The tasks:
[a] Answer these questions from the passage on the Kaifeng Synagogue, one answer per line:
(i) In what year was the synagogue allegedly built?
(ii) What words were inscribed on the name plate above the archway behind the entrance gate?
(iii) What was the main hall called?
[b] Write a continuation of the passage on the Kaifeng Synagogue, picking up after its final sentence.

[Begin Extract provided]

Last updated by drwi at 2014/5/1
Kaifeng Synagogue in the city of Kaifeng, Henan Province, is the only Jewish synagogue in China whose origins can be traced back to the earliest migration of Youtai ("Jews") to the country, who are believed to have arrived in China from Central Asia, possibly from India. At the time of the construction of the synagogue – it was allegedly built in CE 1163 – Kaifeng (formerly known variously as Bianliang, Bianjing/ Dongjing, Daliang, and simply Liang) was the capital city of the Song (CE 960-1279) Dynasty. The synagogue was unfortunately destroyed in the 1860s and was never rebuilt. Thanks, however, to the French-Chinese priest, Meng Zhengqing, who once sketched two pictures of this synagogue – one depicting the entire synagogue and one depicting the synagogue's inner decoration – the true appearance of Kaifeng's old Jewish synagogue can be seen.
Looking at the synagogue's two pictures, one can determine the scale of the building, which appears to be 130 meters long from west to east, and 50 meters wide from north to south. Behind the entrance gate to the synagogue was a decorated archway with a name plate hanging above it, on which were inscribed the words Jing Tian Zhu Guo ("Worship Heaven and Revere the Nation"), allegedly written by Emperor Kangxi, China's longest-ruling emperor and whose reign (CE 1661-1722) belonged to the Qing (CE 1644-1911) Dynasty. In the main hall, whose name was Yi Ci Le Ye Dian, stood two monuments, one entitled Kang Xi Er Nian Bei ("The Second Year of the Reign of Emperor Kangxi") and the other entitled Hong Zhi. Behind the main hall was a library that contained many religious texts, most of which were allegedly stolen by missionaries from various European and American churches.
Despite the claims to historical authenticity, doubt has been cast on the link between the alleged Jewish community in Kaifeng and international Jewry, both with respect to the religious practices of the alleged Kaifeng Jews, their religious texts, and the alleged synagogue in Kaifeng, of which only the representational sketchings by the above-mentioned French-Chinese priest serve as proof of what the alleged synagogue is supposed to have looked like.

[End Extract provided]
[Begin Recorded data]

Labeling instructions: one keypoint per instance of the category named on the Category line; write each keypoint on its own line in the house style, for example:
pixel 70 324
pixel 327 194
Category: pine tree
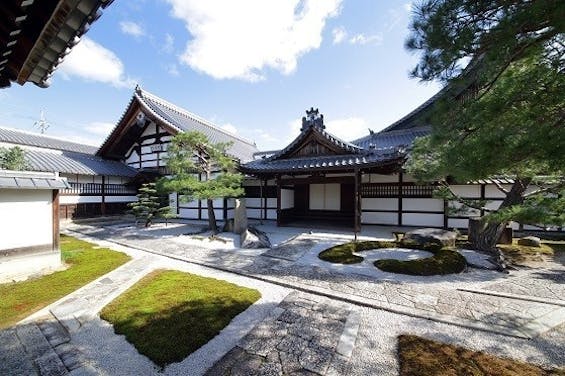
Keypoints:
pixel 201 170
pixel 13 159
pixel 503 110
pixel 148 207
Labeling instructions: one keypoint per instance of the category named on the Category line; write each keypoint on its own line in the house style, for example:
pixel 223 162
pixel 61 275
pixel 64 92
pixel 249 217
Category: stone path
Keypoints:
pixel 41 348
pixel 475 309
pixel 305 335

[End Recorded data]

Exercise results:
[a]
(i) CE 1163
(ii) Jing Tian Zhu Guo ("Worship Heaven and Revere the Nation")
(iii) Yi Ci Le Ye Dian

[b]
According to Dr. Zhou Xun, a research fellow at the School of Oriental and African Studies (SOAS) in London and author of the book Chinese Perceptions of the Jews and Judaism: A History of the Youtai, the notion of the link between what is believed to have been a Jewish community in Kaifeng and "Jewishness" is largely a Western cultural construct. For example, Dr. Xun has pointed out that the alleged Jewish community in Kaifeng possessed no Torah scrolls until 1851, when they suddenly appeared and were snapped up by eager collectors. (NB: The creation of fake documents – especially fake religious documents which appear to be authentic in every respect, and for which collectors are willing to pay astronomical sums – though not exactly a cottage industry, is nevertheless a made-to-order industry often created by the excessive demand for the "product".)
Moreover, the alleged Jewish community in Kaifeng, according to Dr. Xun, anachronistically claims to have observed certain Jewish religious practices whose actual origins among Jews the world over date from a later period. And finally, the authenticity of the drawings of the alleged Jewish synagogue in Kaifeng, allegedly undertaken by a certain priest by the name of Meng Zhengqing, has been questioned by Dr. Xun, who claims that the drawings have been doctored to make the buildings better conform to Western/ Jewish notions of what a synagogue is supposed to look like. The conclusion reached by Dr. Xun is that the alleged community of Jews living in Kaifeng was in fact not Jewish in any meaningful sense.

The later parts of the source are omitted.